- [Your objective]: Please rewrite the data from the line containing "Please segment every instance of the green" to the line containing "126L117 130L124 130L128", swapping "green foliage" for "leafy greenery" and keeping everything else unchanged.
## BEGIN Exercise data
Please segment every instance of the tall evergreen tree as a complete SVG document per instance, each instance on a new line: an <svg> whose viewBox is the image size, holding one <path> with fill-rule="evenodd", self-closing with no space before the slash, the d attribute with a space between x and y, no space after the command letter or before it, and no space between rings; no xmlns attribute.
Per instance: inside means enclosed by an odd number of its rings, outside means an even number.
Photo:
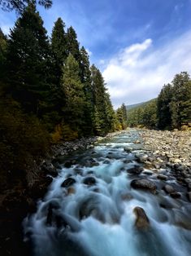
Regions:
<svg viewBox="0 0 191 256"><path fill-rule="evenodd" d="M181 123L189 118L189 109L190 109L189 75L187 72L181 72L175 76L171 84L172 98L170 103L171 127L180 128Z"/></svg>
<svg viewBox="0 0 191 256"><path fill-rule="evenodd" d="M64 120L71 125L72 129L81 134L85 98L79 73L78 63L70 54L63 68L62 79L63 90L66 96Z"/></svg>
<svg viewBox="0 0 191 256"><path fill-rule="evenodd" d="M28 3L43 6L48 9L52 6L52 0L0 0L0 6L4 11L15 10L17 12L21 13L27 7Z"/></svg>
<svg viewBox="0 0 191 256"><path fill-rule="evenodd" d="M7 38L0 28L0 80L2 80L4 74L4 65L6 61L6 53L7 47Z"/></svg>
<svg viewBox="0 0 191 256"><path fill-rule="evenodd" d="M33 4L11 31L7 65L10 92L25 110L40 114L50 90L50 45L43 21Z"/></svg>
<svg viewBox="0 0 191 256"><path fill-rule="evenodd" d="M64 28L65 24L61 18L59 18L54 23L51 35L51 49L55 58L55 62L59 68L59 69L63 68L67 57L67 38Z"/></svg>
<svg viewBox="0 0 191 256"><path fill-rule="evenodd" d="M93 133L93 104L90 65L88 53L84 46L80 48L80 74L81 82L84 85L84 92L85 96L84 133L85 135L90 135Z"/></svg>
<svg viewBox="0 0 191 256"><path fill-rule="evenodd" d="M104 79L99 69L91 67L93 104L94 108L94 132L104 135L114 127L114 112Z"/></svg>
<svg viewBox="0 0 191 256"><path fill-rule="evenodd" d="M72 54L75 60L80 64L80 54L79 49L79 42L77 41L77 35L74 29L71 26L67 29L67 55Z"/></svg>
<svg viewBox="0 0 191 256"><path fill-rule="evenodd" d="M157 99L158 126L160 129L170 128L171 126L171 116L170 103L172 97L172 87L171 84L164 85Z"/></svg>

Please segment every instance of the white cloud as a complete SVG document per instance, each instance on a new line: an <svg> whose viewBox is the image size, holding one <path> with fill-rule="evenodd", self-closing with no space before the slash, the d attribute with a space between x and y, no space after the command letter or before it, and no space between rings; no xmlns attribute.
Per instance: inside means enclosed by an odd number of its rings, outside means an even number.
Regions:
<svg viewBox="0 0 191 256"><path fill-rule="evenodd" d="M89 55L89 56L91 56L91 55L93 55L92 51L89 51L88 48L86 48L85 50L86 50L87 53L88 53L88 55Z"/></svg>
<svg viewBox="0 0 191 256"><path fill-rule="evenodd" d="M190 73L190 42L191 31L159 47L149 38L111 58L102 74L115 107L154 98L176 73Z"/></svg>

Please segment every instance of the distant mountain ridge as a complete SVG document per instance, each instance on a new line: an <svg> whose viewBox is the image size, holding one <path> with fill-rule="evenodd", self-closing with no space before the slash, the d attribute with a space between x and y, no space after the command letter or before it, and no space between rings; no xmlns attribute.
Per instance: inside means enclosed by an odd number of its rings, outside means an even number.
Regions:
<svg viewBox="0 0 191 256"><path fill-rule="evenodd" d="M139 107L145 107L146 104L148 104L149 103L150 103L150 101L155 99L156 98L154 99L151 99L148 101L143 101L143 102L141 102L141 103L137 103L136 104L132 104L132 105L127 105L126 108L127 108L127 110L132 110L133 108L139 108Z"/></svg>

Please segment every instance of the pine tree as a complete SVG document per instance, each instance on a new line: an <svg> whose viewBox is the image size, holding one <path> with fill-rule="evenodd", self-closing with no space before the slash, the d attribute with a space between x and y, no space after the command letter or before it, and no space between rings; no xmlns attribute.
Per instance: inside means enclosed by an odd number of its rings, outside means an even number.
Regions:
<svg viewBox="0 0 191 256"><path fill-rule="evenodd" d="M158 126L160 129L171 126L171 114L170 103L172 97L172 86L171 84L164 85L157 99Z"/></svg>
<svg viewBox="0 0 191 256"><path fill-rule="evenodd" d="M181 123L188 119L187 112L190 108L190 78L187 72L181 72L176 74L171 82L172 98L170 103L171 114L171 127L180 128ZM189 90L188 90L189 89ZM185 104L187 102L187 104ZM186 110L188 108L188 110Z"/></svg>
<svg viewBox="0 0 191 256"><path fill-rule="evenodd" d="M92 65L90 69L94 109L94 133L102 135L113 130L115 113L101 72L94 65Z"/></svg>
<svg viewBox="0 0 191 256"><path fill-rule="evenodd" d="M10 92L26 111L40 114L46 107L51 68L46 30L33 4L11 32L7 67Z"/></svg>
<svg viewBox="0 0 191 256"><path fill-rule="evenodd" d="M64 31L65 24L61 18L54 23L51 35L51 49L59 70L60 70L67 57L67 38Z"/></svg>
<svg viewBox="0 0 191 256"><path fill-rule="evenodd" d="M79 49L79 42L77 41L76 33L72 26L67 29L66 41L67 41L67 55L68 56L69 54L72 55L75 60L80 64L80 54Z"/></svg>
<svg viewBox="0 0 191 256"><path fill-rule="evenodd" d="M104 86L104 80L102 73L94 65L92 65L91 67L91 79L93 102L94 105L94 109L96 109L97 112L97 118L95 118L94 120L95 133L98 135L101 135L100 130L102 130L102 134L105 134L105 125L106 121L105 103L106 88ZM99 130L97 129L97 123L99 124Z"/></svg>
<svg viewBox="0 0 191 256"><path fill-rule="evenodd" d="M4 77L4 65L6 61L6 54L7 47L7 38L2 33L0 28L0 80L3 79Z"/></svg>
<svg viewBox="0 0 191 256"><path fill-rule="evenodd" d="M18 13L22 13L27 7L28 4L33 2L37 5L37 2L48 9L52 6L52 0L0 0L0 6L4 11L15 10Z"/></svg>
<svg viewBox="0 0 191 256"><path fill-rule="evenodd" d="M84 134L91 135L93 133L93 90L91 86L91 72L89 60L87 51L82 46L80 51L80 81L84 85L84 92L85 96L85 125Z"/></svg>
<svg viewBox="0 0 191 256"><path fill-rule="evenodd" d="M63 68L62 79L63 90L66 96L63 108L64 121L71 125L72 129L80 134L84 126L85 98L79 73L78 63L70 54Z"/></svg>

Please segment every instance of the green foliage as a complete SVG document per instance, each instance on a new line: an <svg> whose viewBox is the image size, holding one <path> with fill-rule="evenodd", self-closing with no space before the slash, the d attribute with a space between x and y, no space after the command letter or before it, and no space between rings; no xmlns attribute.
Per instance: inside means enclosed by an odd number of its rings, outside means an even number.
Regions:
<svg viewBox="0 0 191 256"><path fill-rule="evenodd" d="M33 2L35 5L38 3L46 9L51 7L52 6L52 0L0 0L0 6L4 11L10 11L15 10L16 12L21 13L26 8L28 2Z"/></svg>
<svg viewBox="0 0 191 256"><path fill-rule="evenodd" d="M94 106L93 130L96 135L102 135L113 130L115 114L101 72L94 65L90 69Z"/></svg>
<svg viewBox="0 0 191 256"><path fill-rule="evenodd" d="M50 90L50 46L33 5L26 8L11 30L7 58L10 92L26 111L41 114Z"/></svg>
<svg viewBox="0 0 191 256"><path fill-rule="evenodd" d="M157 126L157 99L128 111L128 124L130 126L145 126L156 128Z"/></svg>
<svg viewBox="0 0 191 256"><path fill-rule="evenodd" d="M0 72L6 60L6 52L7 46L7 38L0 28Z"/></svg>
<svg viewBox="0 0 191 256"><path fill-rule="evenodd" d="M158 127L180 129L191 119L191 80L187 72L176 74L158 98Z"/></svg>
<svg viewBox="0 0 191 256"><path fill-rule="evenodd" d="M75 60L80 64L80 54L79 49L79 42L77 41L77 35L74 29L71 26L67 30L66 35L67 42L67 55L72 55Z"/></svg>
<svg viewBox="0 0 191 256"><path fill-rule="evenodd" d="M116 126L117 130L124 130L128 126L128 113L124 104L116 110Z"/></svg>
<svg viewBox="0 0 191 256"><path fill-rule="evenodd" d="M89 67L75 30L65 33L59 18L50 43L35 3L24 6L8 40L0 30L1 179L22 173L25 180L50 143L115 129L102 73Z"/></svg>
<svg viewBox="0 0 191 256"><path fill-rule="evenodd" d="M80 132L82 130L85 98L83 84L80 78L79 65L70 54L63 67L62 86L66 96L63 108L64 120L70 124L72 129Z"/></svg>
<svg viewBox="0 0 191 256"><path fill-rule="evenodd" d="M11 98L0 101L0 170L20 171L48 150L49 135L39 120L24 114Z"/></svg>

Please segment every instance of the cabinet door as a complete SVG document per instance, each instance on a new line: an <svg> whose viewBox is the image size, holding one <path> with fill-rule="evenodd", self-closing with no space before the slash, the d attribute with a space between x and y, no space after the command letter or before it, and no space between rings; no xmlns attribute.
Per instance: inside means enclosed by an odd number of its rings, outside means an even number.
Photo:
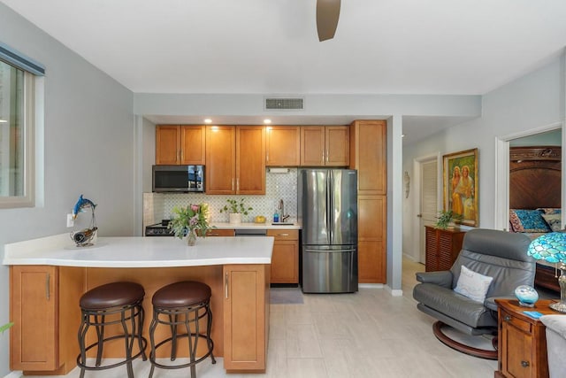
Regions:
<svg viewBox="0 0 566 378"><path fill-rule="evenodd" d="M156 165L173 166L180 163L180 127L156 127Z"/></svg>
<svg viewBox="0 0 566 378"><path fill-rule="evenodd" d="M301 127L272 126L267 127L267 166L297 166L301 164Z"/></svg>
<svg viewBox="0 0 566 378"><path fill-rule="evenodd" d="M205 134L204 126L180 127L180 164L195 166L204 164L206 161Z"/></svg>
<svg viewBox="0 0 566 378"><path fill-rule="evenodd" d="M268 229L275 237L272 254L272 283L299 283L299 233L297 230Z"/></svg>
<svg viewBox="0 0 566 378"><path fill-rule="evenodd" d="M265 127L236 127L236 194L265 194Z"/></svg>
<svg viewBox="0 0 566 378"><path fill-rule="evenodd" d="M350 163L349 129L348 126L325 127L325 166L348 166Z"/></svg>
<svg viewBox="0 0 566 378"><path fill-rule="evenodd" d="M269 266L224 266L224 367L265 371Z"/></svg>
<svg viewBox="0 0 566 378"><path fill-rule="evenodd" d="M233 127L206 127L206 194L235 192L235 148Z"/></svg>
<svg viewBox="0 0 566 378"><path fill-rule="evenodd" d="M10 330L11 370L55 370L57 351L57 267L13 266ZM74 304L76 305L76 304Z"/></svg>
<svg viewBox="0 0 566 378"><path fill-rule="evenodd" d="M501 314L513 319L506 312ZM514 321L520 321L516 319ZM524 327L530 329L530 326L526 324ZM514 327L511 322L503 320L501 323L501 332L499 337L501 338L501 367L505 376L516 378L535 378L537 375L533 370L533 341L532 335L525 330Z"/></svg>
<svg viewBox="0 0 566 378"><path fill-rule="evenodd" d="M385 196L358 197L358 281L386 282Z"/></svg>
<svg viewBox="0 0 566 378"><path fill-rule="evenodd" d="M323 126L302 127L301 166L323 166L325 155L325 127Z"/></svg>
<svg viewBox="0 0 566 378"><path fill-rule="evenodd" d="M350 125L350 168L357 169L358 193L387 193L385 120L356 120Z"/></svg>
<svg viewBox="0 0 566 378"><path fill-rule="evenodd" d="M439 238L438 232L434 228L425 227L424 235L426 237L425 244L425 265L424 269L426 272L435 272L439 270Z"/></svg>

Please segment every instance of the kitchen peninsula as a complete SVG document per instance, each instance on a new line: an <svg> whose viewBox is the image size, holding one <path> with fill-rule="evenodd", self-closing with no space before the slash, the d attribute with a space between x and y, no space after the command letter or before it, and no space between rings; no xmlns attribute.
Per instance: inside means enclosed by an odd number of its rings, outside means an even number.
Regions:
<svg viewBox="0 0 566 378"><path fill-rule="evenodd" d="M172 237L101 237L79 248L63 234L6 244L3 264L11 266L15 323L11 368L34 374L73 370L79 353L79 298L90 289L118 281L142 284L148 337L153 294L168 283L195 280L212 289L215 356L224 357L228 373L264 372L273 240L220 236L199 238L188 247ZM120 347L105 346L104 357L119 357Z"/></svg>

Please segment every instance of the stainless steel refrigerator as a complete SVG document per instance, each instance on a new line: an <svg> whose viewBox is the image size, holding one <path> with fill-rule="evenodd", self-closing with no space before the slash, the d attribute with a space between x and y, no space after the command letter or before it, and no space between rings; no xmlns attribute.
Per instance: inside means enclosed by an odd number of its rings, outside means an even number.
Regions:
<svg viewBox="0 0 566 378"><path fill-rule="evenodd" d="M357 291L357 171L301 171L302 291Z"/></svg>

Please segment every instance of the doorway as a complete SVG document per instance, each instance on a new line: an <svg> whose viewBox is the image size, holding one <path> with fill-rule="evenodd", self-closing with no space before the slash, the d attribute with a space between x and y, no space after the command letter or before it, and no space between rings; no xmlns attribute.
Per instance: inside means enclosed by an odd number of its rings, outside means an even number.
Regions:
<svg viewBox="0 0 566 378"><path fill-rule="evenodd" d="M562 123L555 123L552 125L548 125L543 127L539 127L532 130L528 130L526 132L513 134L510 135L505 135L496 140L496 149L495 149L495 156L496 156L496 165L495 165L495 193L497 194L495 197L495 224L494 228L509 230L509 145L513 143L514 145L521 145L521 143L539 144L539 142L532 142L532 138L537 140L539 136L535 135L543 135L545 134L553 134L556 130L562 129ZM566 139L566 133L561 133L561 145L564 144L564 140ZM525 142L526 141L526 142ZM562 161L564 160L564 155L566 151L562 149ZM566 165L562 164L562 177L566 177ZM566 188L562 186L562 204L563 207L563 204L566 204ZM562 224L565 223L566 214L562 212Z"/></svg>
<svg viewBox="0 0 566 378"><path fill-rule="evenodd" d="M413 161L413 176L416 181L415 210L414 210L414 239L413 251L418 251L418 256L415 256L419 262L424 264L425 243L424 226L431 226L436 222L436 216L441 204L441 187L440 178L440 153L416 158Z"/></svg>

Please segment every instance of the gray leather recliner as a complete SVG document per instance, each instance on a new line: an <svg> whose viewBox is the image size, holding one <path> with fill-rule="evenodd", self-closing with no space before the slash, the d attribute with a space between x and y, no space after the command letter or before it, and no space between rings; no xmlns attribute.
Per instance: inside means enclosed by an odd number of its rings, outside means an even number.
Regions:
<svg viewBox="0 0 566 378"><path fill-rule="evenodd" d="M498 297L515 297L519 285L534 284L535 260L527 256L531 239L522 234L476 228L466 233L462 251L449 271L417 273L413 289L417 307L438 319L435 336L448 346L478 357L493 359L493 353L475 354L459 349L456 342L447 343L437 331L442 323L467 335L493 334L497 330ZM454 291L461 266L493 277L484 303L475 302ZM437 322L438 323L438 322ZM443 335L444 336L444 335ZM497 354L494 354L497 359Z"/></svg>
## END Exercise data
- [Exercise result]:
Please segment every instance of the leafy greenery as a complete SVG document per instance, each instance on a new line: an <svg> whose viewBox is the image size, holding one <path> with fill-rule="evenodd", self-closing with no space before the slash, the d attribute with a space between x and y, no space after the command letter or before it, and no space between rings; no xmlns attribute.
Per instance: inside means enclosed by an odd number of its rings, outside means an even number.
Regions:
<svg viewBox="0 0 191 256"><path fill-rule="evenodd" d="M33 2L35 5L38 3L46 9L51 7L52 6L52 0L0 0L0 6L4 11L10 11L15 10L16 12L21 13L26 8L28 2Z"/></svg>
<svg viewBox="0 0 191 256"><path fill-rule="evenodd" d="M94 106L93 130L96 135L102 135L113 130L115 114L101 72L94 65L90 69Z"/></svg>
<svg viewBox="0 0 191 256"><path fill-rule="evenodd" d="M50 90L50 46L33 5L26 8L11 30L7 58L10 92L26 111L41 114Z"/></svg>
<svg viewBox="0 0 191 256"><path fill-rule="evenodd" d="M157 126L157 99L128 111L128 124L130 126L145 126L156 128Z"/></svg>
<svg viewBox="0 0 191 256"><path fill-rule="evenodd" d="M0 72L6 60L6 52L7 46L7 38L0 28Z"/></svg>
<svg viewBox="0 0 191 256"><path fill-rule="evenodd" d="M158 127L180 129L191 119L191 80L187 72L176 74L158 98Z"/></svg>
<svg viewBox="0 0 191 256"><path fill-rule="evenodd" d="M75 60L80 64L80 54L79 49L79 42L77 41L77 35L74 29L71 26L67 30L66 35L67 42L67 55L72 55Z"/></svg>
<svg viewBox="0 0 191 256"><path fill-rule="evenodd" d="M116 126L117 130L124 130L128 126L128 113L124 104L116 110Z"/></svg>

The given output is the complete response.